Point labeling examples
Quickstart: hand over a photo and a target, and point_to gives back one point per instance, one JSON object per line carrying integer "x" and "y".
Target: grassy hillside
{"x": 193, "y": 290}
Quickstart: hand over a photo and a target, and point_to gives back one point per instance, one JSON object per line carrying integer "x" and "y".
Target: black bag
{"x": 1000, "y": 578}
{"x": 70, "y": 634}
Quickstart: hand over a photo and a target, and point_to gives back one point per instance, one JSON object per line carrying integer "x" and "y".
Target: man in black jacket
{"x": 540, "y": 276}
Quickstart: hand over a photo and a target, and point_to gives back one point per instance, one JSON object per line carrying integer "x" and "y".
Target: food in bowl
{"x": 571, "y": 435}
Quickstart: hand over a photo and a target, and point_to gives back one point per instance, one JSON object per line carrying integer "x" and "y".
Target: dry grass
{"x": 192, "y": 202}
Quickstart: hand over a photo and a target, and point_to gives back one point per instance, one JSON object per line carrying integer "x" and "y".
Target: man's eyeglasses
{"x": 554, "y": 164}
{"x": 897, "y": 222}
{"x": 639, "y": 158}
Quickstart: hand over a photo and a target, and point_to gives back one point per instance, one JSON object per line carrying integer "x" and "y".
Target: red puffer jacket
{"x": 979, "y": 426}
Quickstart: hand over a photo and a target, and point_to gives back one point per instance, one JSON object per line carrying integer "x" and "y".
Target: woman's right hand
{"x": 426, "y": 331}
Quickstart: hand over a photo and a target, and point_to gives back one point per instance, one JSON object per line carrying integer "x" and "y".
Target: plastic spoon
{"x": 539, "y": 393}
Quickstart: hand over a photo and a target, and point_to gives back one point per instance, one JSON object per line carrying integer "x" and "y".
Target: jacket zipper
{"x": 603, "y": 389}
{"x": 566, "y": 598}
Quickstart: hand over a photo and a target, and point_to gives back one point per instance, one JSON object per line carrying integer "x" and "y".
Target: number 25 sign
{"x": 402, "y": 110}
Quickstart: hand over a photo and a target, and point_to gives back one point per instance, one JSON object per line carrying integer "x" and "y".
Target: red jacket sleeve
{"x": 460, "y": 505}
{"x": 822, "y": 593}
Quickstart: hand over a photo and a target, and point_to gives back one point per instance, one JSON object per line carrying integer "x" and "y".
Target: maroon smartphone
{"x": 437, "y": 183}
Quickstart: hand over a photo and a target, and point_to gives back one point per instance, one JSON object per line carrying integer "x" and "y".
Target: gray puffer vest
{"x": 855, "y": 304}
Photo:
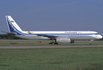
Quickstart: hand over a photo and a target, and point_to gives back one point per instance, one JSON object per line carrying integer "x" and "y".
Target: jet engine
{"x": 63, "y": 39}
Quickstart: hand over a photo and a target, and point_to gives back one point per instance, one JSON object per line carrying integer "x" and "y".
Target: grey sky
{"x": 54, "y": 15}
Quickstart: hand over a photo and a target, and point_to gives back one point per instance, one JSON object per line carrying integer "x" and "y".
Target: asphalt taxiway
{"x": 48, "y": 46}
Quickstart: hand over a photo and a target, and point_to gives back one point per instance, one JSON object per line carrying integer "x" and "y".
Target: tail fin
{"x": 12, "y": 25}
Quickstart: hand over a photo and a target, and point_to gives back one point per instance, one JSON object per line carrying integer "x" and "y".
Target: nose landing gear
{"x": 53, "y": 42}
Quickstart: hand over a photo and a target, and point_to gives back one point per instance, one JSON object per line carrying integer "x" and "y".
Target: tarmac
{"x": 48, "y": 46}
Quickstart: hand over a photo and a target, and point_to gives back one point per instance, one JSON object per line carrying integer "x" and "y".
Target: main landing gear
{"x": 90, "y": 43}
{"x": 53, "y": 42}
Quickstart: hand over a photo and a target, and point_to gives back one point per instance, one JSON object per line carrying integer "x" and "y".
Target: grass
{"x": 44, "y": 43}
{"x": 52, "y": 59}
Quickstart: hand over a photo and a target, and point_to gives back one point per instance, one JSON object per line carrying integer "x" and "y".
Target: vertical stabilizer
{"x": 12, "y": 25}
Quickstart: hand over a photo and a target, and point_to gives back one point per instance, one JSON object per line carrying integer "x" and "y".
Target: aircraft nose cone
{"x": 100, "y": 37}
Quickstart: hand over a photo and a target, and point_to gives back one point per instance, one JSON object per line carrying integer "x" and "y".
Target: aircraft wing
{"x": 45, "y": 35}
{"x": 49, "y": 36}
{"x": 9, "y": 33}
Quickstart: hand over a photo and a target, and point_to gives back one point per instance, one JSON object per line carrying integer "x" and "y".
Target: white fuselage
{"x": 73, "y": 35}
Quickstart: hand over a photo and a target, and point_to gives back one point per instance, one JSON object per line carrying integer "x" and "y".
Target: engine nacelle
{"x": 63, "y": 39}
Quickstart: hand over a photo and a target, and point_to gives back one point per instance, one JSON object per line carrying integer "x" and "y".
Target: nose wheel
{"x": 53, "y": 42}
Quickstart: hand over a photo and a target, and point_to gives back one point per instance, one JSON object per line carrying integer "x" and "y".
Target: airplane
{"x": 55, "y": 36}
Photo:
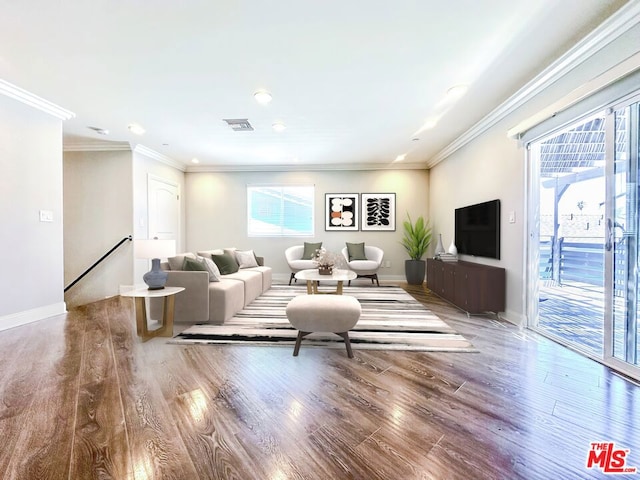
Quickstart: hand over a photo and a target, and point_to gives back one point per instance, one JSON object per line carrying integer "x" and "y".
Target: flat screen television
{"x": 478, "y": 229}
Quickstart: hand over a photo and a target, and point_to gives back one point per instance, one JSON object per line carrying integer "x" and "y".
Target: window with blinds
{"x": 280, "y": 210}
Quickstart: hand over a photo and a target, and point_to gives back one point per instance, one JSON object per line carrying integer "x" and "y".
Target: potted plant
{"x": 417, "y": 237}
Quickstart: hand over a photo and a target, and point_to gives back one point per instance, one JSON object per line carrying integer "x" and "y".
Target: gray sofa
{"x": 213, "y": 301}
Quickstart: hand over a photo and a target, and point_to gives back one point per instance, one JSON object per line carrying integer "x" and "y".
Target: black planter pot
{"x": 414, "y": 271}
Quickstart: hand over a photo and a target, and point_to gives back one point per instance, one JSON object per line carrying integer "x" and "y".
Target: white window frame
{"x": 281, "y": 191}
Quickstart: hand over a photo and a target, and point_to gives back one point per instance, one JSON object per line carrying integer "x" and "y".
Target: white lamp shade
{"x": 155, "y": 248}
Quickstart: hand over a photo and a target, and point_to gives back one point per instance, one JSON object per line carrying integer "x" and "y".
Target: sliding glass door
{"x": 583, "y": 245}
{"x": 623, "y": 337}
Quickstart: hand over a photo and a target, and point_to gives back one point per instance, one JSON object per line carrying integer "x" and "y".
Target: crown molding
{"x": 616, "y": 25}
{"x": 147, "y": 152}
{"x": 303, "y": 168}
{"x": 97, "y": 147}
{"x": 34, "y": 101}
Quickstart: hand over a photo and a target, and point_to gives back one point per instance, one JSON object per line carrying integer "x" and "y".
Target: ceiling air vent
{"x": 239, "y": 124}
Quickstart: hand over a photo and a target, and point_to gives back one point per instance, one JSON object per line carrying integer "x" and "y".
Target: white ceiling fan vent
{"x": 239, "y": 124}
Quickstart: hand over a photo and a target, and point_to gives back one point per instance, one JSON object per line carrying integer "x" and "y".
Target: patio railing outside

-- EXERCISE --
Without the pictures, retype the whole of the material above exactly.

-- ANSWER TO THIS TASK --
Quickstart: hand over a photo and a target, and point_to gives back one point per instance, one JSON object per line carrying integer "x" and "y".
Target: grassy hillside
{"x": 193, "y": 290}
Quickstart: hand over a photo and a target, and point_to gives back one point per instance, one JSON object per line carrying integer "x" and "y".
Target: black bag
{"x": 1000, "y": 578}
{"x": 70, "y": 634}
Quickstart: hand over a photo and a target, and point_to gives back one point per instance, one JSON object per line carrying integer "x" and "y".
Target: man in black jacket
{"x": 540, "y": 276}
Quickstart: hand over a photo and a target, and point_to gives back one point per instance, one JSON object per line carrying integer "x" and "y".
Target: food in bowl
{"x": 571, "y": 435}
Quickstart: hand over a photo and a target, and point_to gives back one point per instance, one JSON object per line carrying integer "x" and "y".
Target: dry grass
{"x": 192, "y": 202}
Quickstart: hand over a photo and a target, and point_to gives back one point per instance, one JSON object per line carrying integer "x" and "y".
Target: man's eyeglasses
{"x": 554, "y": 164}
{"x": 897, "y": 222}
{"x": 639, "y": 158}
Quickstart: hand over a photo and a target, and point_to gives back one point per instance, one JSON object per line carrying integer "x" and "y".
Target: red puffer jacket
{"x": 979, "y": 426}
Quickstart: hand over a photo and a target, and point_to gives back one point per instance, one JSON object per line carrying integer "x" and "y".
Target: woman's right hand
{"x": 426, "y": 331}
Quickstart: hand over a photo and a target, and point_to gives back one point per instance, one JSON object per line carrying integer "x" and "y".
Target: plastic spoon
{"x": 539, "y": 393}
Quickstart: hand over a photo and a target, and point_to gives back one point per instance, one JSON object per line carrying integer "x" and "y".
Target: jacket zipper
{"x": 603, "y": 389}
{"x": 566, "y": 598}
Quickstart: hand over a photo and a target, and point_to gives back one point per instance, one JSON object per line carrying integer "x" and "y".
Target: number 25 sign
{"x": 402, "y": 110}
Quickstart: hand over a photo and a target, and point_to gives back one point per instance, one JSON object per line carrying integer "x" and "y".
Target: red jacket sleeve
{"x": 460, "y": 505}
{"x": 822, "y": 593}
Quickstart: hand over a photo and a target, and point_to gives back one point per instance, one JSON object per line carrying integer "x" and "y".
Target: maroon smartphone
{"x": 437, "y": 183}
Quickstart: hand over a photo and a target, and point_to gives back one point per instance, one JSON object per line carrying integer "x" and "y".
Target: gray puffer vest
{"x": 855, "y": 304}
Photo:
Quickstart: hand over a photo and a target, and point_to gives back one point per instance, one JSON object per line carrying integer "x" and "y".
Target: jet engine
{"x": 63, "y": 39}
Quickstart: hand over a photo and a target, and point_to gives back one point per instance, one JSON object per line carrying integer "x" and "y".
Target: grey sky
{"x": 54, "y": 15}
Quickstart: hand over a photo and a target, and point_to gives back one point per instance, one JSON object per line carrying integer "x" and "y".
Target: asphalt taxiway
{"x": 48, "y": 46}
Quickstart: hand over a photo and a target, and point_to gives back one point per instance, one JSON object per line carrying integer "x" and "y".
Target: tail fin
{"x": 12, "y": 25}
Quickstart: hand over a photo and a target, and point_to gives back one point per instance, one JSON object per line carrying integer "x" and "y".
Target: nose landing gear
{"x": 53, "y": 42}
Quickstart: hand over a photo and a target, and point_to gives back one point per instance, one JSON object per line carrying integer "x" and "y".
Target: tarmac
{"x": 48, "y": 46}
Quickstart: hand over a photo and a target, and point_to gives back one point per instance, one JSON object per line carrying integer "x" and "y".
Target: main landing gear
{"x": 90, "y": 43}
{"x": 53, "y": 42}
Quickstart: hand over a photo and a target, and point_to gives back one point per instance, one JSON object per line carrying integer "x" and "y".
Target: grass
{"x": 44, "y": 43}
{"x": 52, "y": 59}
Quickstart: hand over a photo and a target, and point_to gives back one point per instance, one JSON object per line carrying integer "x" and "y".
Target: vertical stabilizer
{"x": 12, "y": 25}
Quickstart: hand over a photo and a target, and point_to gives back one point per instance, one JSON object per line carrying integer "x" and "y".
Target: aircraft nose cone
{"x": 100, "y": 37}
Quickstart: hand over a photo and a target, and point_to gives back one point per instance, one JSON object per line carrying integer "x" and "y".
Target: aircraft wing
{"x": 45, "y": 35}
{"x": 49, "y": 36}
{"x": 9, "y": 33}
Quickstart: hand over a photo and a target, and point_to gives back one point per instance, one JSON object per line carrying integer "x" and "y".
Target: white fuselage
{"x": 73, "y": 35}
Quickstart: hand over a photo and a target, and point_to gives back one point per instance, one JSON object per line carrying integer "x" and "y".
Target: engine nacelle
{"x": 63, "y": 39}
Quickstart: hand over a photo and a target, and point_to gives back one point per instance, one JSON object per line carrying integer "x" and "y".
Target: nose wheel
{"x": 53, "y": 42}
Quickstart: hand over a photo and a target, and point_to gives back one point per instance, one JSON object per line carrying integer "x" and "y".
Target: airplane
{"x": 55, "y": 36}
Photo:
Quickstart: hand over a photo and a target, and point_to gives back one point per instance, one JSON object per line carrying integer "x" and "y".
Target: flat screen television
{"x": 478, "y": 229}
Quickstart: hand over a photo and a target, and point_to gives back one point per instance, one JSON object per line carrying integer "x" and "y".
Target: window with blinds
{"x": 280, "y": 210}
Quickstart: hand over a photo and a target, and point_to gives back one point per instance, one JSON object per line carrying integer "x" and "y".
Target: potted plant
{"x": 417, "y": 237}
Quickstart: hand over a photo and a target, and point_to gives back one point per instance, one JSON object per line carrying integer "x" and "y".
Target: gray sofa
{"x": 213, "y": 301}
Quickstart: hand over a photo and a target, and point_to gives back one point per instance, one JSON object per line carrying integer "x" and "y".
Target: black planter pot
{"x": 414, "y": 271}
Quickstart: hand over a photo and a target, and point_to gives back one point per instance, one JSON object per line carrying integer "x" and "y".
Target: white window frame
{"x": 281, "y": 191}
Quickstart: hand over a photo and a target, and point_to gives back one point per instance, one JSON object per line carrying integer "x" and "y".
Target: white lamp shade
{"x": 155, "y": 248}
Quickstart: hand over a photo and a target, and point_to gives back one point per instance, one JSON object per line carrying integer "x" and "y".
Target: sliding glass door
{"x": 583, "y": 245}
{"x": 623, "y": 337}
Quickstart: hand over a photo and a target, and point_to gives back one point per instance, one JSON object per line carrying integer "x" and "y".
Target: crown molding
{"x": 616, "y": 25}
{"x": 147, "y": 152}
{"x": 303, "y": 168}
{"x": 97, "y": 147}
{"x": 34, "y": 101}
Quickstart: hand over a photo and a target, and point_to gives back one point per instance, one JSON object per line carrying integer "x" and "y".
Target: ceiling air vent
{"x": 239, "y": 124}
Quickstart: hand over a photo and a target, and point_to gives back one point per instance, one JSON object per line carrying integer "x" and "y".
Target: white ceiling fan vent
{"x": 239, "y": 124}
Quickstart: hand over a photo and a target, and point_to gives back one point per instance, one JSON object per line carrying integer "x" and "y".
Target: patio railing outside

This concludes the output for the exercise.